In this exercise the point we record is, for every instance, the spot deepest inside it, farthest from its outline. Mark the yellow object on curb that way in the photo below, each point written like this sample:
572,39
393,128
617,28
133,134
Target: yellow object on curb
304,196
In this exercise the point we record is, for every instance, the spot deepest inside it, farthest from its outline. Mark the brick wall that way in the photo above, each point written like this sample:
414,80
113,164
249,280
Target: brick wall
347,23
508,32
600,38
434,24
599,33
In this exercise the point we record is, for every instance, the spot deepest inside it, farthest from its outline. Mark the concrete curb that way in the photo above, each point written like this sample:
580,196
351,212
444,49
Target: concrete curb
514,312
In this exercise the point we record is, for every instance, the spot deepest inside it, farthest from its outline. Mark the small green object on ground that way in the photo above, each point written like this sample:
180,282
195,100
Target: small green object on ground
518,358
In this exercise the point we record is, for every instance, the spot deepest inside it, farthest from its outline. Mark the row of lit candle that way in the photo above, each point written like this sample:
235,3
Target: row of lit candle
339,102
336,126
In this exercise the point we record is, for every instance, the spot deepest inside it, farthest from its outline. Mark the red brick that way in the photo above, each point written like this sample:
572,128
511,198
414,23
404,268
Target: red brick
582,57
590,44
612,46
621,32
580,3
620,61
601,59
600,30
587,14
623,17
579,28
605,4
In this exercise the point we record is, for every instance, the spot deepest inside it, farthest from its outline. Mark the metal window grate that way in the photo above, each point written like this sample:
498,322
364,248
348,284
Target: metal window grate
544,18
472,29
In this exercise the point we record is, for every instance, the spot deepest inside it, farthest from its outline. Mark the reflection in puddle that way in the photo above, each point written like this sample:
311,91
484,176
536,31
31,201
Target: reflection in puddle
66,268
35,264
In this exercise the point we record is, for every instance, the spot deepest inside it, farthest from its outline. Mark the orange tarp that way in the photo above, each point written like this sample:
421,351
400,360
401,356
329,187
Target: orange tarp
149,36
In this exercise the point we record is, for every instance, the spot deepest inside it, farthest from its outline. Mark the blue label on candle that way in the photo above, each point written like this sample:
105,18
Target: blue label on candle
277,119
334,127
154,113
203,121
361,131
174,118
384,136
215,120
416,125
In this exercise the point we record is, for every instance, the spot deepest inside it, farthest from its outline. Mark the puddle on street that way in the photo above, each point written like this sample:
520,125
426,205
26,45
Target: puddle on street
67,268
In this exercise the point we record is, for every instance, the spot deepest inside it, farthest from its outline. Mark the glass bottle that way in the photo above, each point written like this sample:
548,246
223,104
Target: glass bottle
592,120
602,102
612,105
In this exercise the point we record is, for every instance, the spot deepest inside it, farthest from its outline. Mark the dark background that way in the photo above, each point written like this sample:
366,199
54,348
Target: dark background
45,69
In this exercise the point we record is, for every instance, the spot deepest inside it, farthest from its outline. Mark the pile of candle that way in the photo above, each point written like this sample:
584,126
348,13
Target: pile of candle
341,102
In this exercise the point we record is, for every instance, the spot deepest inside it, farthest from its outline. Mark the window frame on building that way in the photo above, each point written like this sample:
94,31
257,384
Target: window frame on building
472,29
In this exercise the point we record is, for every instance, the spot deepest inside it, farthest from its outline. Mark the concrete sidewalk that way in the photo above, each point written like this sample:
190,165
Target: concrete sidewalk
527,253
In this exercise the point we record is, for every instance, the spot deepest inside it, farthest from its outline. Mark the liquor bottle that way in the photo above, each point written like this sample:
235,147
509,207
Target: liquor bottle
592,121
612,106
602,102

• [REQUIRED WORK]: Exactly as they appear above, give the entries again.

• [RESULT]:
In this exercise the point we record is, for every instance, the spot deepest inside it, farthest from its outline. Mark the yellow object on curb that way in the photo below, each point written like this sample:
572,39
393,128
617,28
133,134
Target: yellow object on curb
304,196
In this exercise the point we record is, for every instance, the spot deepest inside it, farthest from its outline. Mark the brick wall that way in the photo above, each point written like this sample:
414,80
113,164
249,280
Target: brick wall
347,23
508,32
600,38
434,24
599,33
In this exercise the point we record is, for every instance, the spot deepest inside it, farthest from its outline. Mark the concrete curb that way in the photo above, each point written like this sample:
580,196
351,212
444,49
Target: concrete curb
514,312
In this exercise the point we record is, for every instance, the spot deepest inside it, farthest from its outline. Mark the small green object on ground that way in the photo above, each point written like this sample:
180,282
195,100
Target: small green object on ground
518,358
In this exercise the point we record is, for every instance, the spot deepest inside it, farthest from its outline. Mark the row of lit candle that way in the photo above, each point written like this sample:
235,3
Target: row of lit candle
339,102
336,126
In this exercise the point we record is, for every instance, the spot deepest inside it, farthest from its outline. Mark the red brick that way in the photo above, each point written like this sample:
572,128
511,198
414,23
404,268
Target: red brick
582,57
590,44
612,46
621,32
580,3
620,61
601,59
600,30
587,14
623,17
579,28
605,4
In this exercise the point we record is, for every instance, the spot deepest inside it, farthest from its outline. Mark the metal window grate that way in the photo above, each point written like this sample:
498,322
364,248
348,284
Target: metal window grate
544,18
472,29
In this exercise the point we record is, for every instance, the spot deepest inside it, farthest from its outline. Mark the reflection in puddle that way in the photo above, each point written like this sample:
311,91
484,176
536,31
31,201
Target: reflection in puddle
66,268
35,264
In this exercise the point we record is, for every instance, the spot deepest inside it, farthest from its outline. Mark the orange tarp that way in the photo above, each point written like this sample:
421,351
400,360
401,356
329,187
Target: orange tarp
149,36
In this exercise the point we record is, for every instance, the spot deepest inside it, farthest from its outline. Mark the blue label on candle that way in the photo above, each point written like this sample:
105,18
Target: blue label on candle
277,119
334,127
154,113
203,121
361,131
174,118
384,136
215,120
416,125
In this exercise the point we record is, for every instance, the spot deepest inside it, farthest from its outline. Mark the puddle on street that way in the photo above, each point written like this sample:
520,125
426,205
26,45
Target: puddle on street
67,268
In this exercise the point we record is, for every instance, the spot deepest inside it, farthest from its outline. Mark the glass bottle that way in the photo above, each point written like this sample:
548,246
223,104
Target: glass bottle
592,120
602,102
612,105
In this exercise the point we record is, for every instance, the spot deepest inside it, farthest from its outline. Mark the dark background that way in the photo above, each point written like this sample:
366,199
54,348
Target: dark background
45,69
In this exercise the point we record is, for every instance, the spot deepest inside it, farthest from its outline. Mark the pile of candle that way in the photo above, each point written like this sample:
584,126
348,13
Target: pile of candle
341,102
In this exercise the point we record is, for every instance, the spot deepest inside it, farthest from its outline. Mark the window frame on building that way in the photo above, each point written like this sample:
94,31
257,384
Target: window frame on building
472,29
In this exercise the point we record is, for every instance, the spot deepest inside it, farthest from its outline. Mark the concrete sidewalk that way in the photo above, each point written like this sample:
190,165
Target: concrete sidewalk
527,253
In this exercise the point we record is, for every instance, the spot deepest inside it, farthest from its outline. Mark the liquor bottle that way in the photo above, each point written like this sample:
235,147
509,207
Target: liquor bottle
592,121
612,106
602,102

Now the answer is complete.